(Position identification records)
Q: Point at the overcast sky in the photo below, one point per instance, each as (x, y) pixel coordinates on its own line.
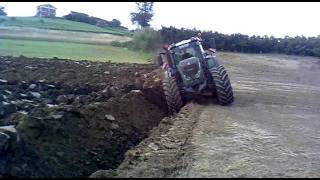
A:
(251, 18)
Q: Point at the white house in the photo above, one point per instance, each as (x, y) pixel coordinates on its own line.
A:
(46, 10)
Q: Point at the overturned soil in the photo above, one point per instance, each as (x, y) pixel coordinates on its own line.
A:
(75, 117)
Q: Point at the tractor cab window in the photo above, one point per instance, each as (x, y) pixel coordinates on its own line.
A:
(184, 52)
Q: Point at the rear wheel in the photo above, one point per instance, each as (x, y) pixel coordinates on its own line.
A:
(222, 86)
(172, 93)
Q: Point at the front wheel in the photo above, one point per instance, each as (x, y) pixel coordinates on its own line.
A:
(222, 85)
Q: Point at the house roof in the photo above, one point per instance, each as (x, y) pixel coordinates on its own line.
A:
(48, 6)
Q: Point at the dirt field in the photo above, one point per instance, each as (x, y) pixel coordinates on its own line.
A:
(271, 130)
(73, 117)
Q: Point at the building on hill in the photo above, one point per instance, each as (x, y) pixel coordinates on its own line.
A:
(46, 10)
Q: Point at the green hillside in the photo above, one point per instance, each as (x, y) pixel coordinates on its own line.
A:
(58, 24)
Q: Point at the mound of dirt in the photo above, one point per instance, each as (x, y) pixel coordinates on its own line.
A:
(75, 117)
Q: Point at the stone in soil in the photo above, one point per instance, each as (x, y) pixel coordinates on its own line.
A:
(36, 95)
(109, 117)
(32, 86)
(3, 82)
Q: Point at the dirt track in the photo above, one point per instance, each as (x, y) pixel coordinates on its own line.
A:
(271, 130)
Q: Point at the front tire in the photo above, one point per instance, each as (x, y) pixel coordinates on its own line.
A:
(172, 94)
(223, 89)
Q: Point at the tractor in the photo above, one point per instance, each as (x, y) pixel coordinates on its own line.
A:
(189, 69)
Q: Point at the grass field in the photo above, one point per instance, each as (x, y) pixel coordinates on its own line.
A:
(57, 24)
(75, 51)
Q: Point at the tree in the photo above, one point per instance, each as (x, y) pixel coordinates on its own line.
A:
(2, 13)
(115, 23)
(143, 15)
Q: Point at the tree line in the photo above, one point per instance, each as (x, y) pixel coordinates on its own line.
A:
(85, 18)
(299, 45)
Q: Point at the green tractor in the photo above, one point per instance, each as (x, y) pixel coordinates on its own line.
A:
(188, 69)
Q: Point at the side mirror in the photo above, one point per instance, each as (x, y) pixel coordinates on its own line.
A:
(159, 60)
(212, 43)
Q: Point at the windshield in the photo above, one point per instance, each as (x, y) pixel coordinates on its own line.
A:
(186, 51)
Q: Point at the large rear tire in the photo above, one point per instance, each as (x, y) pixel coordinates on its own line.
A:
(222, 85)
(172, 93)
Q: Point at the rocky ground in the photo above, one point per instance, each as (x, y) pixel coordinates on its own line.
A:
(63, 118)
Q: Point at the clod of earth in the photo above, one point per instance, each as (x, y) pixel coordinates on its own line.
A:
(76, 119)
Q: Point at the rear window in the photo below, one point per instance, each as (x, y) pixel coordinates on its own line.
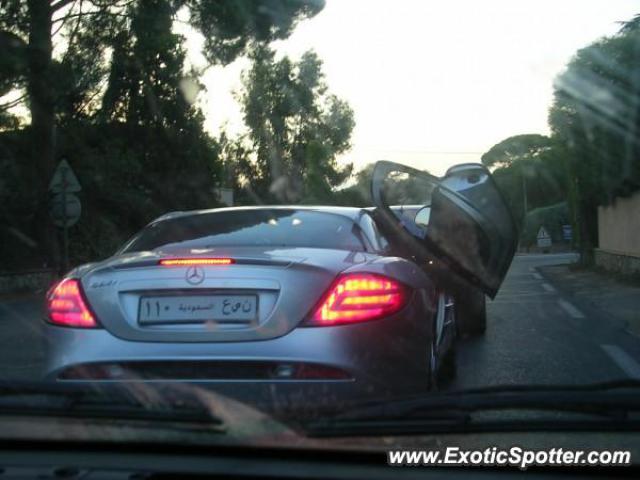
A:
(278, 228)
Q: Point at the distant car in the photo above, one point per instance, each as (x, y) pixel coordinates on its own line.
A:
(310, 305)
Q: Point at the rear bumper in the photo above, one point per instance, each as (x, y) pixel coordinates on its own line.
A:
(378, 358)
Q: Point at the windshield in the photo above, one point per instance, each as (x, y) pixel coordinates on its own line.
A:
(245, 228)
(302, 208)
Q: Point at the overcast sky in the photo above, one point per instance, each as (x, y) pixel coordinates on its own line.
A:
(434, 83)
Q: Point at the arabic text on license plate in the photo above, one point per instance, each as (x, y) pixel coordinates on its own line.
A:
(197, 308)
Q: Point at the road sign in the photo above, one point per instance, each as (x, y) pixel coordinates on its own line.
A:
(64, 179)
(65, 217)
(543, 238)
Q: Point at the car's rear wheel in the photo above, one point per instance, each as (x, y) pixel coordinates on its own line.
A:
(471, 310)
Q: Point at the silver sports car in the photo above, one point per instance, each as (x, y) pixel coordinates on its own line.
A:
(317, 305)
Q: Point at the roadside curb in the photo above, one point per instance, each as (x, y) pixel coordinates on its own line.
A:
(590, 309)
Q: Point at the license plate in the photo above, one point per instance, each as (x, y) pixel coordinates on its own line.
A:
(198, 308)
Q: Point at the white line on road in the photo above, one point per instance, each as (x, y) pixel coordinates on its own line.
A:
(570, 309)
(548, 288)
(623, 360)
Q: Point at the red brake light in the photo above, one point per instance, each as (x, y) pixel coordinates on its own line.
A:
(67, 307)
(188, 262)
(358, 297)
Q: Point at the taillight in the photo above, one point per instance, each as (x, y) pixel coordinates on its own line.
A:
(66, 305)
(358, 297)
(188, 262)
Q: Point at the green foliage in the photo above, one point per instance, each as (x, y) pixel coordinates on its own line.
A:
(117, 102)
(296, 131)
(229, 26)
(518, 147)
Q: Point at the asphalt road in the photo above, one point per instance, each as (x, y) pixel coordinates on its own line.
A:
(534, 335)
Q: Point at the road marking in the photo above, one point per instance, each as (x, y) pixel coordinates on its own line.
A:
(548, 288)
(570, 309)
(623, 360)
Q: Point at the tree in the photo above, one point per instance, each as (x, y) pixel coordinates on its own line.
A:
(66, 86)
(516, 148)
(595, 117)
(529, 171)
(296, 129)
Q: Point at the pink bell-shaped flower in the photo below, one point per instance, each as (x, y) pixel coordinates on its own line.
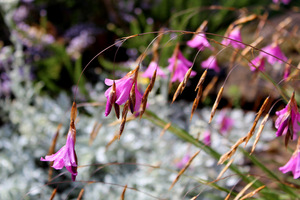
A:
(274, 50)
(178, 66)
(199, 41)
(259, 62)
(235, 35)
(150, 70)
(66, 156)
(293, 164)
(211, 63)
(122, 91)
(288, 119)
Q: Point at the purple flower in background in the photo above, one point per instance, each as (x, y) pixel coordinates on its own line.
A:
(207, 138)
(183, 161)
(293, 164)
(225, 122)
(66, 156)
(211, 63)
(150, 70)
(122, 91)
(235, 35)
(178, 66)
(274, 50)
(287, 72)
(283, 1)
(199, 41)
(259, 62)
(288, 119)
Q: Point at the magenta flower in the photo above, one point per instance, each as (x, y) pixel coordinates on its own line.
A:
(66, 156)
(283, 1)
(150, 70)
(287, 72)
(225, 122)
(274, 50)
(122, 91)
(259, 62)
(207, 138)
(178, 66)
(288, 119)
(293, 164)
(211, 63)
(235, 35)
(199, 41)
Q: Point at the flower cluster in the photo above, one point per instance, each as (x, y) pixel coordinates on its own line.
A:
(120, 92)
(66, 156)
(273, 55)
(178, 66)
(293, 164)
(288, 119)
(234, 39)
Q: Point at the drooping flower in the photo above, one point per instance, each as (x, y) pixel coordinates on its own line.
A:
(287, 72)
(66, 156)
(211, 63)
(122, 91)
(274, 50)
(283, 1)
(178, 66)
(207, 138)
(259, 62)
(235, 39)
(151, 68)
(293, 164)
(199, 41)
(225, 122)
(288, 119)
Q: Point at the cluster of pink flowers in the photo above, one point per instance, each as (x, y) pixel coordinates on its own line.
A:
(121, 93)
(225, 122)
(288, 120)
(234, 39)
(282, 1)
(293, 164)
(273, 55)
(178, 66)
(66, 156)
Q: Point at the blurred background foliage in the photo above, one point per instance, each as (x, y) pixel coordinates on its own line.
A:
(104, 22)
(46, 44)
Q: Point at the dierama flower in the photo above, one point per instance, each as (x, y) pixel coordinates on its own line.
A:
(122, 91)
(211, 63)
(293, 164)
(288, 119)
(207, 138)
(259, 62)
(179, 65)
(225, 122)
(283, 1)
(199, 41)
(274, 50)
(66, 156)
(235, 35)
(151, 68)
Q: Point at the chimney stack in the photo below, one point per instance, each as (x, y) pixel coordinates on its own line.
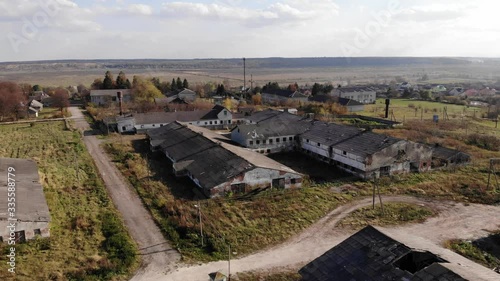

* DIRECTIVE
Pull out every line in the records above that includes the word "field".

* RESULT OF THIS EXERCISE
Q: Point at the dirt field in the photo above, one point per instance, each as (x, y) pixel coordinates on its own line.
Q: Point at the grass field in the photo above, one point per instance, each as (x, y) pixel coordinates on its own line.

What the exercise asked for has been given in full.